• [Supplied passage]:
BLB&G Files Securities Class Action Against Medtronic on Behalf of Minneapolis Firefighters
December 10, 2008
BLB&G filed a class action lawsuit in the United States District Court for the District of Minnesota on behalf of its client Minneapolis Firefighters’ Relief Association (“Minneapolis Firefighters”) and similarly situated investors in the securities of Medtronic, Inc. (“Medtronic” or the “Company”) during the period from November 19, 2007 through November 17, 2008 (the “Class Period”).
The Complaint alleges that during the Class Period, Medtronic, its Chief Executive Officer William A. Hawkins, III (“Hawkins”) and Chief Financial Officer Gary Elliss (“Elliss”) violated the federal securities laws by issuing false and misleading press releases, financial statements, filings with the Securities and Exchange Commission and statements during investor conference calls. The Complaint alleges that, throughout the Class Period, Medtronic—a medical device manufacturer—made repeated false statements to the investing public concerning one of its flagship products, the INFUSE Bone Graft (“INFUSE”), representing to investors that it was a valuable and reliable source of revenues for the Company.

• [Exercise goal]:
Continue the text on the Medtronic securities class action, starting after its last sentence. The records that follow are drawn from a separate source and have no connection to the text on the Medtronic class action.

• [Extracted entries]:
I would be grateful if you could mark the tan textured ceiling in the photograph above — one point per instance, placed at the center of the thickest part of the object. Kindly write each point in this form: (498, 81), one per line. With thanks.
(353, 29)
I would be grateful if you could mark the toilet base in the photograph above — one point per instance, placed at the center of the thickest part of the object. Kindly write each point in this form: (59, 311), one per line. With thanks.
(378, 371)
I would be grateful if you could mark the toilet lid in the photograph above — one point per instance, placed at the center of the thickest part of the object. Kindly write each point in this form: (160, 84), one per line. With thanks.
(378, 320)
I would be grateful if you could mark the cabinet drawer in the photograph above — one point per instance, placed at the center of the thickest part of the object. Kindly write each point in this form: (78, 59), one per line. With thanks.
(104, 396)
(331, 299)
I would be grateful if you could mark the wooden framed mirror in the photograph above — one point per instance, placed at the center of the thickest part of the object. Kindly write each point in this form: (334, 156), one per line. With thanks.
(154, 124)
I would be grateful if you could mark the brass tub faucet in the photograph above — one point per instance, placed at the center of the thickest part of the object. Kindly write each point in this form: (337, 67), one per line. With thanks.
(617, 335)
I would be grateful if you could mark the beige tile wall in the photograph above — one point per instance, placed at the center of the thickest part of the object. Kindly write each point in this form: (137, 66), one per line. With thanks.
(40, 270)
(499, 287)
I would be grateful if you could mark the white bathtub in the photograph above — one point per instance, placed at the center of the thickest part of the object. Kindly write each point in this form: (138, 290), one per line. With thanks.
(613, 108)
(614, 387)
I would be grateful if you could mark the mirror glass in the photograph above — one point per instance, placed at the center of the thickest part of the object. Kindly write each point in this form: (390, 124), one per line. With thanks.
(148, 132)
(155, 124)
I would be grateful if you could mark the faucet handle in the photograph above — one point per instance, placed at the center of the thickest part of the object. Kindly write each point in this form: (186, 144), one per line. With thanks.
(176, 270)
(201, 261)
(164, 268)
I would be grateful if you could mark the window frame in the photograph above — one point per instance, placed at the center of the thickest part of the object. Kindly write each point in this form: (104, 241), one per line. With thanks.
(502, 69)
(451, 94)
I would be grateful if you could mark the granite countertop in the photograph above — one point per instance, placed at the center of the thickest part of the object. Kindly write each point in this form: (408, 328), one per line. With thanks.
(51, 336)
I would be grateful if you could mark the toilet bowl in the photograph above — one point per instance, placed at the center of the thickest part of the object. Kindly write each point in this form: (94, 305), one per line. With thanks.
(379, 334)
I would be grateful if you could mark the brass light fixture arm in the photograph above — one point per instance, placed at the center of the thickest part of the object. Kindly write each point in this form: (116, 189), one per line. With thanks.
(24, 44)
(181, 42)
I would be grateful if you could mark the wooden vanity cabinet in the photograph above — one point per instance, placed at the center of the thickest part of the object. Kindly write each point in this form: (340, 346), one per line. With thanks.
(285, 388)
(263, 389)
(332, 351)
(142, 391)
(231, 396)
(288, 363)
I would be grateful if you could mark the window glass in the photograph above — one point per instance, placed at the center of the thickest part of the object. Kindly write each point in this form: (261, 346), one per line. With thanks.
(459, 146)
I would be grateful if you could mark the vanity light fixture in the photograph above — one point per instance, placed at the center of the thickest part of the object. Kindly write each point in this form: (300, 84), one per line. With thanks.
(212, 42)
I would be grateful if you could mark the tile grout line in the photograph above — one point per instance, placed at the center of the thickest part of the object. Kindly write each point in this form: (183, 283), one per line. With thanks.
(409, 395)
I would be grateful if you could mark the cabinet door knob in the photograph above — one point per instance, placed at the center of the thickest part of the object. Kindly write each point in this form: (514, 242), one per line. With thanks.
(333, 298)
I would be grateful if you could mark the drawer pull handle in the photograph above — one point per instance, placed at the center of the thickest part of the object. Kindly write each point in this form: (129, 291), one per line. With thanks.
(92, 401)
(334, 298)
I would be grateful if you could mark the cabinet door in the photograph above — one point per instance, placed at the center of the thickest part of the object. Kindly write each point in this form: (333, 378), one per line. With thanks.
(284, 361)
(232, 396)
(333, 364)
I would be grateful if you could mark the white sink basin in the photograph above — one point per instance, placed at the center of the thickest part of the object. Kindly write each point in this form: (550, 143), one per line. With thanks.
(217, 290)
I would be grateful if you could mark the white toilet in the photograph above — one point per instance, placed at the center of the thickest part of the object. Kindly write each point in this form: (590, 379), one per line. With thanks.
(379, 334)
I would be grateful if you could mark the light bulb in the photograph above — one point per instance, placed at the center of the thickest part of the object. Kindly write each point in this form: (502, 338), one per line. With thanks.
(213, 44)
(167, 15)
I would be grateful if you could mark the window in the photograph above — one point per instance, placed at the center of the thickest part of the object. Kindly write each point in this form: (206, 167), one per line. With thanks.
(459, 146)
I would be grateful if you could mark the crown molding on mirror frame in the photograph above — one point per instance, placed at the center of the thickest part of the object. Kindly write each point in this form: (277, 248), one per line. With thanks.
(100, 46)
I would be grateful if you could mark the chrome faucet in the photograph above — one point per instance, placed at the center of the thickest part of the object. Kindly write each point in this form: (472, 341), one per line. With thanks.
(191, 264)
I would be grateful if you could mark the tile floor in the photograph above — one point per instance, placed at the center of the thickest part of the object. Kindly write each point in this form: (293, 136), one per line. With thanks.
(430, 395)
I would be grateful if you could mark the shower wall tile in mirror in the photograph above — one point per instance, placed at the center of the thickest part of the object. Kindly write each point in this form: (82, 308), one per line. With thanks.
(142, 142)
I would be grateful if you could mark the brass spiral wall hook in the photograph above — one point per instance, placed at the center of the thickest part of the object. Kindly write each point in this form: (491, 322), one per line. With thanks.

• [The answer]:
Specifically, Defendants’ statements and their portrayal of INFUSE, a surgically-implanted medical device containing a genetically engineered protein designed to stimulate bone growth, were materially false and misleading because Defendants concealed and failed to disclose material facts known to or recklessly ignored by them about INFUSE that were necessary to make their otherwise positive statements about the product and the Company’s financial condition accurate, truthful, and not misleading to investors. In particular, Defendants did not disclose the extent to which revenues from sales of INFUSE were dependent on applications of the product not approved by the United States Food and Drug Administration (“FDA”), or so-called “off-label” uses; did not disclose that a significant and increasing number of patients subjected to such off-label uses of INFUSE were suffering severe medical complications; and hid the fact that the extensive off-label usage of INFUSE was the result of an unlawful campaign by Defendants to market and encourage off-label use of the product.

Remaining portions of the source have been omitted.